We can do better.  We’re called to do better.

I believe we can.

 

ahh, vacation

I am readying myself to rest.

What this means is that many bulletins must be prepared and many phone calls made in order for things to be tended while I am gone.

It’s worth it!

In the midst of all the getting ready, the stack of books intended for vacation reading is growing by the back door.  They are legion.

Too, I have the great good of feeling into days of unstructured being.  In the midst of the stretch of days will be a weekend with my children and bike rides and tennis games and walks and swims and time with my guy away from phones and did I mention, books to read.

I love my work.  I get to be engaged with amazing people doing work that gentles the world to a better place.  It is creative and meaningful work, this ministry.

And, in order to be fruitful, fallow times are crucial.

So, come the final “amen” on Sunday I am off seeking Sabbath.

Holy work, that.

roots

We are rooted.

Today the Roto-rooter team is coming to pulverize our basement floor in order to tame the roots that have taken over our sewage system.

@#$% indeed!

Cooper spent a fine Wednesday dealing with the geysers that erupted in our basement.

Today we live into the healing of the problem, complete with a 24 hour no-water-use edict.

This root addressing comes on the heels of a wedding weekend that still has my heart humming.  Family came together to celebrate the wedding of Cooper’s youngest and on the dance floor and throughout the weekend we were a weaving of those who have gone before us and so very powerfully we participated in weaving that which is yet to be.

Blending families is no small adventure.  Those seeking to create the new are rooted in systems unquestioned and ways of being passed on from generation to generation.  In coming together through divorce and re-marriage, the ground shifts and sometimes it feels like nothing will ever feel stable again.

But oh, the fruit of years of negotiating and breathing and praying is heart luscious!

We are a different people now.  Somehow, in marking the powerful rite of passage that comes in joining families and hearts, we know ourselves to be rooted and grounded in amazing grace and we are whole and we know this.

We know this.

So the roots strangling our pipes?  They can be dealt with and matter not much (except for the obscene amount of money leaving our house with them).

The roots that ground and nourish heart are alive and well and we are family and thank you thank you thank you God for roots.

Ground is good.

 

home

I am freshly back from the Boundary Waters Canoe Area in Minnesota.

I was part of a group of nine women from the church who planned and packed and set out on a woman-powered adventure.

I’ve never gone in this early in the summer.  It was different, as in cold.  We were a layered crew, humbled by the basics of keeping warm and dry.  It rained.  We had one day without rain but the others kept us aware of the need to stay dry.

We were ambitious, planning a route that included a 169 rod portage,a 90 rod portage and two smaller portages as well as river and lake paddling.  We figured that if we didn’t have the energy to push to our goal, we could rest for a night on one of the two lakes between.  We forgot, though, that a major burn had gone through the fall before and the two lakes that might have given us rest were eerie charcoal.

So push on we did.  Going there was hard.  We figured that coming back might be a bit easier.  We were wrong.  On the day we broke camp the rain poured down.  Before we made it off the first lake we were soaked and shivering.  I was grateful for the portages, because they allowed our bodies to pump some warmth through our systems.

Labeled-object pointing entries
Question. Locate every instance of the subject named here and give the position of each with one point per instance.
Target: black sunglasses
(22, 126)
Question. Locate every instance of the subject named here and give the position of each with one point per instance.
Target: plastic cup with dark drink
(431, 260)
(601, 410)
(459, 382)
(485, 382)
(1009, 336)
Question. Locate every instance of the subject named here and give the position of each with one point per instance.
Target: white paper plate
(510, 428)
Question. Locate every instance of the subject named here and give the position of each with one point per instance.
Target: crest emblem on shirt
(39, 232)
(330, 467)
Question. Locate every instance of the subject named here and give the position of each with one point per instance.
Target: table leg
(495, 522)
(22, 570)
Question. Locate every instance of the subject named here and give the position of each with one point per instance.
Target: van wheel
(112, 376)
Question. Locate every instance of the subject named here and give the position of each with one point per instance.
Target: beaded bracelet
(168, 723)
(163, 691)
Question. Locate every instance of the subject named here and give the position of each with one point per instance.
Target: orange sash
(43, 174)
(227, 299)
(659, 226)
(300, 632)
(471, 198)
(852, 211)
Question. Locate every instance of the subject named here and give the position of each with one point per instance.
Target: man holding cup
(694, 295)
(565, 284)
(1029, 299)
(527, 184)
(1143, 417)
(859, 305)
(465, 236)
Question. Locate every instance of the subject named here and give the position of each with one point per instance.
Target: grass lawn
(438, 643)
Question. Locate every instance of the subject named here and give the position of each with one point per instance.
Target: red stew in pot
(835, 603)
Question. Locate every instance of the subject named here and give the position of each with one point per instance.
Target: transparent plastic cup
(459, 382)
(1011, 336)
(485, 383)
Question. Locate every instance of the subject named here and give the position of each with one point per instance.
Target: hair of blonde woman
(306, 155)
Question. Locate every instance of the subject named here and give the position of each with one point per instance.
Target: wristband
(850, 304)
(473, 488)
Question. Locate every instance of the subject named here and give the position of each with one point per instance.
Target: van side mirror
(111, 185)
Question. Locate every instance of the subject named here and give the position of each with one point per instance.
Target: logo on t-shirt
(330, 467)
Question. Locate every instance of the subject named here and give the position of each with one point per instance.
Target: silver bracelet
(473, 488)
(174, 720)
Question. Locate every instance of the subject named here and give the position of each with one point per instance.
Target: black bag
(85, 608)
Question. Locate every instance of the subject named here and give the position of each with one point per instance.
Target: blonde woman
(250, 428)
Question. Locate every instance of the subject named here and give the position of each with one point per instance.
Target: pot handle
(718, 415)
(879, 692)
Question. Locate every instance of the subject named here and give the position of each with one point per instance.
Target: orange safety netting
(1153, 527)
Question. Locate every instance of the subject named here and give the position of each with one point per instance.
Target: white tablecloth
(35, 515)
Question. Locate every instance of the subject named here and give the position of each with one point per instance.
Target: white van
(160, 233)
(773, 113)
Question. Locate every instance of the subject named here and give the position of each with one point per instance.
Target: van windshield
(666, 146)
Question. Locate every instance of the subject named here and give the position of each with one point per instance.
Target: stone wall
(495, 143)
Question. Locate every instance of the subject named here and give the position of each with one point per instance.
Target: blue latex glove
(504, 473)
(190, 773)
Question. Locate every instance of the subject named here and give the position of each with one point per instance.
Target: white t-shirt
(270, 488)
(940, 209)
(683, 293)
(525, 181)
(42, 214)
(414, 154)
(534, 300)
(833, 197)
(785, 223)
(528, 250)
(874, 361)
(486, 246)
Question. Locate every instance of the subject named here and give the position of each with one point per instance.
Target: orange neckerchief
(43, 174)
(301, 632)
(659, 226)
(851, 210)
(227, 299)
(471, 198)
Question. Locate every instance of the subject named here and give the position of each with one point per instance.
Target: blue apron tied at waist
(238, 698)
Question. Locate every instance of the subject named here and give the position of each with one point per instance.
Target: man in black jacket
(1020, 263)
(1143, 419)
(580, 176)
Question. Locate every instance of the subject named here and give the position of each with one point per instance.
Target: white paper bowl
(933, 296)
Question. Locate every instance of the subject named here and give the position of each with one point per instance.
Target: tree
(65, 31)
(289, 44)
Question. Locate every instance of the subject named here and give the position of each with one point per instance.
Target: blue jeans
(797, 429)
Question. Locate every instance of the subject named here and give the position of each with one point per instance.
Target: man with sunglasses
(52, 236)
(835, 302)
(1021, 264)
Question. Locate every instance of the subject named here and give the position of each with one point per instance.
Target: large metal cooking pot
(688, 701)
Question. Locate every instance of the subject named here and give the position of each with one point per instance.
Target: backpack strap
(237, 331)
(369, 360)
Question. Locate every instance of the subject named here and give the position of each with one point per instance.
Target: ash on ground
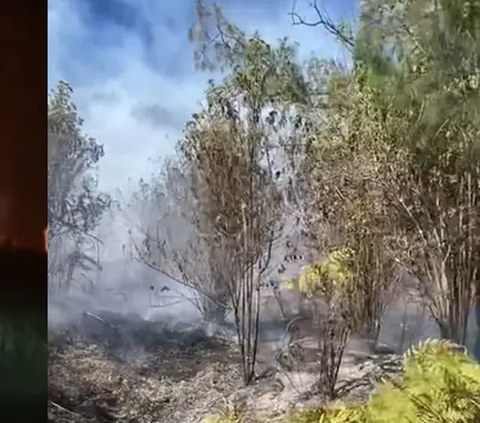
(122, 368)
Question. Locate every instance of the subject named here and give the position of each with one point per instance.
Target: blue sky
(131, 67)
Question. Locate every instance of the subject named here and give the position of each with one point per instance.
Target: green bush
(440, 384)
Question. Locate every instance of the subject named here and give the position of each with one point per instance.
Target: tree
(166, 239)
(231, 146)
(75, 206)
(416, 107)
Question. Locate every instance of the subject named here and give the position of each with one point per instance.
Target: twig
(64, 409)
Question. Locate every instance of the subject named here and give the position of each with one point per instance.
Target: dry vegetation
(375, 168)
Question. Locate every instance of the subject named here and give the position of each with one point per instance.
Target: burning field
(109, 367)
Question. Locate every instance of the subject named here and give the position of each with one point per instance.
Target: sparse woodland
(376, 161)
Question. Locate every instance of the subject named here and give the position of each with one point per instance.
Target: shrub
(440, 384)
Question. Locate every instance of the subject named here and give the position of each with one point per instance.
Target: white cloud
(117, 72)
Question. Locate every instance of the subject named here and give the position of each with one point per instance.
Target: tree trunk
(476, 348)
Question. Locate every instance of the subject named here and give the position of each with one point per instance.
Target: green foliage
(440, 384)
(332, 272)
(75, 205)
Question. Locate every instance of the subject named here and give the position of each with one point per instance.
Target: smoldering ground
(133, 348)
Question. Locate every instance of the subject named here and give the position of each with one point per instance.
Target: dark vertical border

_To be done_
- 1) Write out the stretch of the excerpted passage from "I’ve never gone" through "were eerie charcoal.", replacing "charcoal" with "ash".
- 2) Tally the lines of the rows that contain the string "dark", and reply with the number alone.
These rows have no connection to the excerpted passage.

_Solutions to the tasks_
- 1)
I’ve never gone in this early in the summer.  It was different, as in cold.  We were a layered crew, humbled by the basics of keeping warm and dry.  It rained.  We had one day without rain but the others kept us aware of the need to stay dry.

We were ambitious, planning a route that included a 169 rod portage,a 90 rod portage and two smaller portages as well as river and lake paddling.  We figured that if we didn’t have the energy to push to our goal, we could rest for a night on one of the two lakes between.  We forgot, though, that a major burn had gone through the fall before and the two lakes that might have given us rest were eerie ash.

- 2) 2